-- Kutipan Teks --
Motivasi Keberislaman

Kita harus yakin tidak ada motivasi terbesar dalam kehidupan ini kecuali keberislaman kita sendiri. Karena keislaman, sejarah menjadi gemerlap, penuh kemilau cemerlang ukiran indah para pahlawan sejati. Mulai dari meriah warna-warni cinta karena-Nya, sampai sembab hitam mata karena air mata kerinduan pada Alloh dan Rasul-Nya

Jika bukan karena Islam tentu tidak mungkin Mushab bin Umeir berkata pada ibunya,
“Jika seandainya bukan kau memiliki 100 nyawa dan seluruhnya tercerabut dihadapanku, sesungguhnya aku tidak akan sedikitpun keluar dari keislamanku”. Begitulah Mushab, keislaman telah mencecap hatinya. Menjadikannya teguh kokoh tak bergoyah di hadapan kemusyrikan.

Hanya keislamanlah yang mampu mencipta keyakinan sebening Abu Bakar, keberanian segagah Umar bin Khattab, kedermawanan seanggun Utsman bin Affan, dan pemahaman sebijak Ali bin Abi Thalib. Begitulah sahabat-sahabat mulia ini, keislaman telah menginjeksi kemudian mereplikasi memenuhi tiap detil ruang dalam relungnya. Menjadikannya bening, gagah, elok dan penuh kebijaksanaan. Itulah motivasi keberislaman.



Bukan hanya sahabat, para ‘alim yang mujahid pun dengan apik telah mencontohkannya agar diteladani oleh kita. Maka ketika keislaman telah menemukan singgasanaya dalam hati, yang terbentuk adalah asy Syahid Syekh Ahmad Yassin yang dengan paraplegic-nya, dari atas kursi roda, dengan mata yang nyaris tak dapat melihat beliau menjadi momok paling menakutkan Israel.

-- Soal --
Salin ulang bagian teks tentang motivasi keberislaman dari "Jika bukan karena" sampai "Itulah motivasi keberislaman.", lalu tukar "teguh" dengan "tegar". Gunakan teks ini saja sebagai sumber.

-- Bahan yang Disediakan --
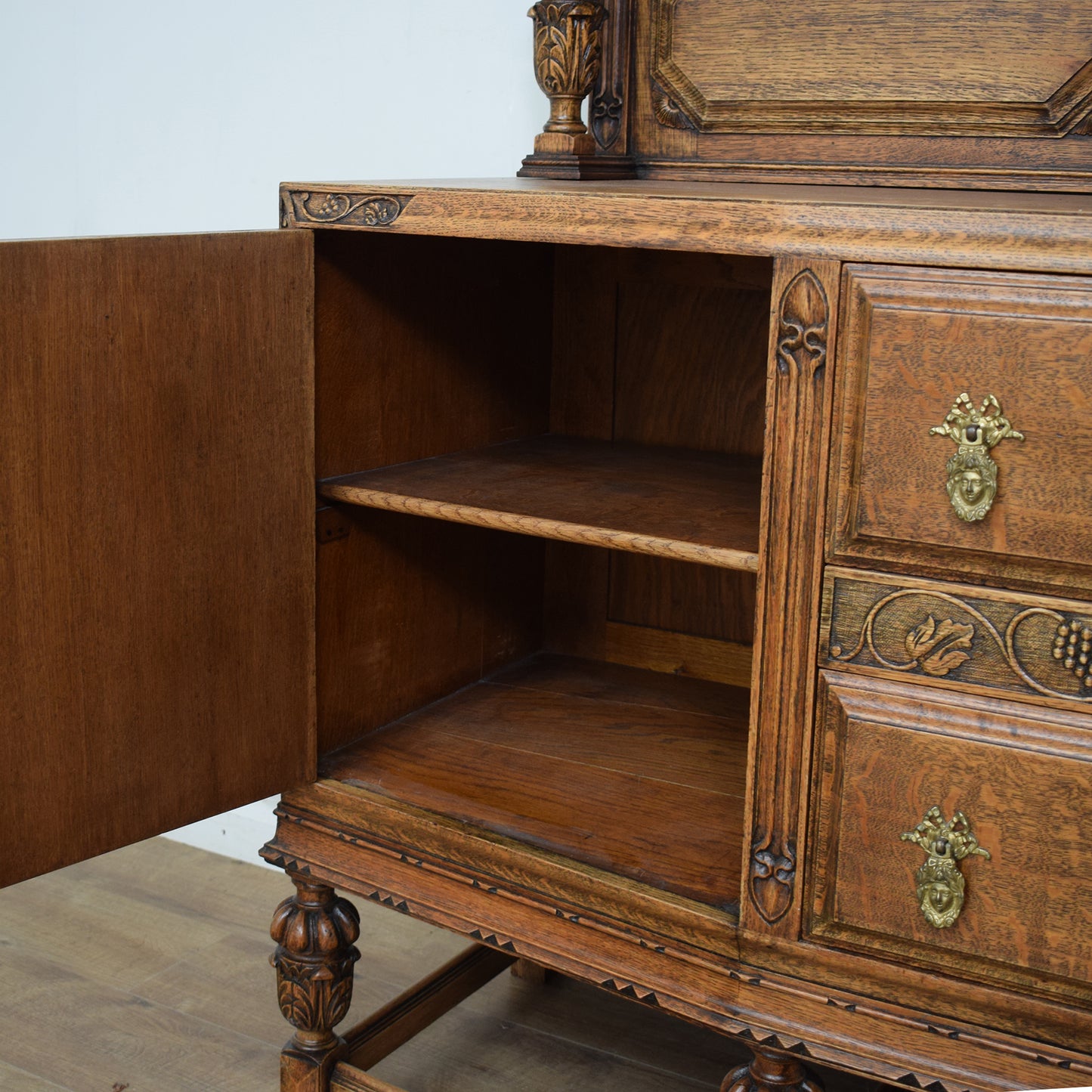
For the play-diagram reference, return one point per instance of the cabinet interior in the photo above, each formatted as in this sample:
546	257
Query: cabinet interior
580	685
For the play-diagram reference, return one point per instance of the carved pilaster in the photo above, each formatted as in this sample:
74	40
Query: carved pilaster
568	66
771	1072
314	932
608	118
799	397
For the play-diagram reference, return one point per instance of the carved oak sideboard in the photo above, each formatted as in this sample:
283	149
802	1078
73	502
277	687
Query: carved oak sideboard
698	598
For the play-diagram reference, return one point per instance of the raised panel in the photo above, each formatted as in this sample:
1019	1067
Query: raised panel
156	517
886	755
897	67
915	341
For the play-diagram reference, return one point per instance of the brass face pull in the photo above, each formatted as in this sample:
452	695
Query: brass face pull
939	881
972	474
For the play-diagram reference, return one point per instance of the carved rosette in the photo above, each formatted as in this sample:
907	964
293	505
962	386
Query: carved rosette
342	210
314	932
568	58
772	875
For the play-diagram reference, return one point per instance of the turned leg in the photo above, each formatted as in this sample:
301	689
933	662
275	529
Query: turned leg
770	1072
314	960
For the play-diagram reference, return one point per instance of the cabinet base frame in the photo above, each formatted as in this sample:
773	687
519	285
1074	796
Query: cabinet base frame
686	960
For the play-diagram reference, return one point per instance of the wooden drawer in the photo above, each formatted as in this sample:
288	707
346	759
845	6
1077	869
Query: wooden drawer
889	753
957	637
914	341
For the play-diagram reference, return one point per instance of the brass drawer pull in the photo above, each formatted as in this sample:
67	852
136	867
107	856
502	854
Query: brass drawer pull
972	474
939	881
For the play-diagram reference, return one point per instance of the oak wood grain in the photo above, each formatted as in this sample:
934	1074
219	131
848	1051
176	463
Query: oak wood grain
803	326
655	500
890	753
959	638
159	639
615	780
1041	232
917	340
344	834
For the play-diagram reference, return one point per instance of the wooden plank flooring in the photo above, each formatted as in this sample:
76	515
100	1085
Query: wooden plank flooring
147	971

-- Jawaban --
Jika bukan karena Islam tentu tidak mungkin Mushab bin Umeir berkata pada ibunya,
“Jika seandainya bukan kau memiliki 100 nyawa dan seluruhnya tercerabut dihadapanku, sesungguhnya aku tidak akan sedikitpun keluar dari keislamanku”. Begitulah Mushab, keislaman telah mencecap hatinya. Menjadikannya tegar kokoh tak bergoyah di hadapan kemusyrikan.

Hanya keislamanlah yang mampu mencipta keyakinan sebening Abu Bakar, keberanian segagah Umar bin Khattab, kedermawanan seanggun Utsman bin Affan, dan pemahaman sebijak Ali bin Abi Thalib. Begitulah sahabat-sahabat mulia ini, keislaman telah menginjeksi kemudian mereplikasi memenuhi tiap detil ruang dalam relungnya. Menjadikannya bening, gagah, elok dan penuh kebijaksanaan. Itulah motivasi keberislaman.